> **자료**
--------------------

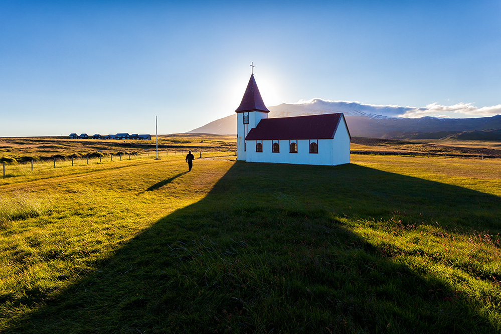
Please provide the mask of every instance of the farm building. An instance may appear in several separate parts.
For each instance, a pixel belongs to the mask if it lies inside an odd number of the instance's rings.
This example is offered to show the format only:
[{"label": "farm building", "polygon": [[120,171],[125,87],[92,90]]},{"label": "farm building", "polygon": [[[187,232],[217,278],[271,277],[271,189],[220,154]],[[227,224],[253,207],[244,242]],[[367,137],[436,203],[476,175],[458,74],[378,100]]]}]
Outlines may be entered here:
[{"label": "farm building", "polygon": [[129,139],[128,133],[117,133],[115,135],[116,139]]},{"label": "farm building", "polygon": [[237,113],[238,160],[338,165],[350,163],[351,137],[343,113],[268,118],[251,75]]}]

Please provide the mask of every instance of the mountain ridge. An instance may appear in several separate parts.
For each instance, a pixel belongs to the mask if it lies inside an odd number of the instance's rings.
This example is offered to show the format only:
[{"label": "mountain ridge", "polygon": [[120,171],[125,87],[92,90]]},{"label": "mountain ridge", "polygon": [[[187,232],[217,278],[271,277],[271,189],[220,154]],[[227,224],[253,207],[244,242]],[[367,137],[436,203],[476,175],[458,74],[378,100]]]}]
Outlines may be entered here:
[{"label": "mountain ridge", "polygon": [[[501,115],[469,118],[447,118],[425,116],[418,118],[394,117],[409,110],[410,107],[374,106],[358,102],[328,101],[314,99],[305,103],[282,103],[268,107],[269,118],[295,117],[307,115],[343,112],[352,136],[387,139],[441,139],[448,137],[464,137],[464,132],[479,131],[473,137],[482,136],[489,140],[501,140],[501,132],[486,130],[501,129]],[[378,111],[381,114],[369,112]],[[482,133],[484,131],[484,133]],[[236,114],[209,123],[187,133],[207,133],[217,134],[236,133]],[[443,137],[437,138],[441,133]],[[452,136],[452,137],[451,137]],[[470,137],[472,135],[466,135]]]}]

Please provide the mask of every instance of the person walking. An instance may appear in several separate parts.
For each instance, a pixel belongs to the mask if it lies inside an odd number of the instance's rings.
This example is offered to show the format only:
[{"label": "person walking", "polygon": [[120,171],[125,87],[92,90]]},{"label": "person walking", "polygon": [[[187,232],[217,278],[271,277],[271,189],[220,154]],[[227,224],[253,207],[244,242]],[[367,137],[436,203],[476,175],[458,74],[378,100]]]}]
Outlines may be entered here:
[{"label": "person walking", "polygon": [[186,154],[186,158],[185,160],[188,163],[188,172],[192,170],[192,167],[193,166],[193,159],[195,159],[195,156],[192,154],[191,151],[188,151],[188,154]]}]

--------------------

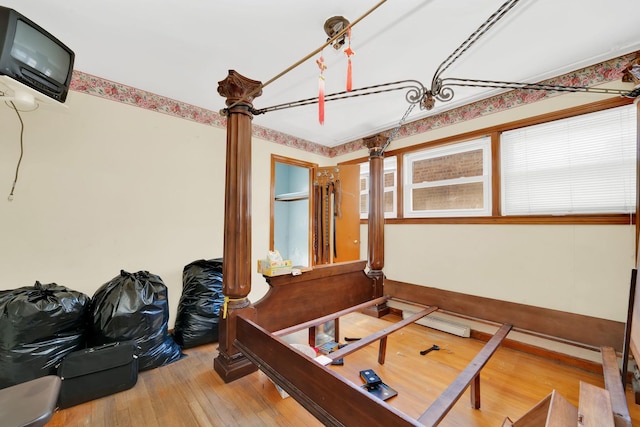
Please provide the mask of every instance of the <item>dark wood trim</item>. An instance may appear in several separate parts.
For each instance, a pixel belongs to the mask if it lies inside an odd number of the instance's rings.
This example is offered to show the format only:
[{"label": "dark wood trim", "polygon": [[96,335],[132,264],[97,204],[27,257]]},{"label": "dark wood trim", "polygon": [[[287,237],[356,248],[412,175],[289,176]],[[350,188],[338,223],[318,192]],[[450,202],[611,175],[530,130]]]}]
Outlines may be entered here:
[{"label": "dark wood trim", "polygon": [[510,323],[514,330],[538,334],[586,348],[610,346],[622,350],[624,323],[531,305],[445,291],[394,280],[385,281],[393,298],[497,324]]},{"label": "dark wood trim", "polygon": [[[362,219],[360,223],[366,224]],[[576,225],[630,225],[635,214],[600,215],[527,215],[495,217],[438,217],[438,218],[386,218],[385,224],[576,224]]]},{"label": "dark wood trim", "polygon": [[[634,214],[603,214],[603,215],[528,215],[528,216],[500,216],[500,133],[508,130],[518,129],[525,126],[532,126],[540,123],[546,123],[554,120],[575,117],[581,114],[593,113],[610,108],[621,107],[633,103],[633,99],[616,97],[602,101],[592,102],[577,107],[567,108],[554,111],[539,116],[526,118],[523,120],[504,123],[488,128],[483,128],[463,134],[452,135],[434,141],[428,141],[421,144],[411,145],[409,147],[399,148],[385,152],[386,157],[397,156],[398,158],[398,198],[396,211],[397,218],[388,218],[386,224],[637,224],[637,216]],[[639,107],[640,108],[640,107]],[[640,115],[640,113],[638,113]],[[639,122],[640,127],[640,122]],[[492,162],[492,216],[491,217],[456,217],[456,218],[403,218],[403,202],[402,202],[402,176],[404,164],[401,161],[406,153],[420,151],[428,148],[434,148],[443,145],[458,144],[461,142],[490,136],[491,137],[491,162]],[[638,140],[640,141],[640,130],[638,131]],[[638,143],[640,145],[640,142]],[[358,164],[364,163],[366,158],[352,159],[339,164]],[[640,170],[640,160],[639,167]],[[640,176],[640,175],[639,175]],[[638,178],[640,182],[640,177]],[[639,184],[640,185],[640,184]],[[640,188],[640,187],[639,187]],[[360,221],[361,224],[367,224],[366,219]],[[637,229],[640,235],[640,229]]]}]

--------------------

> **목표**
위 항목에서 "every"라는 단어가 들어 있는 줄을 모두 찾아 한 줄도 빠짐없이 제시하시오.

> **전체 답안**
Please provide the mask of every instance of the farm building. An instance may appear in several separate parts.
Please provide the mask of every instance of the mountain ridge. An instance may appear in several separate parts.
Please provide the mask of every instance of the person walking. An instance may appear in several separate parts.
Please provide the mask of every instance of the <item>dark wood trim</item>. An instance may appear in several separate parts.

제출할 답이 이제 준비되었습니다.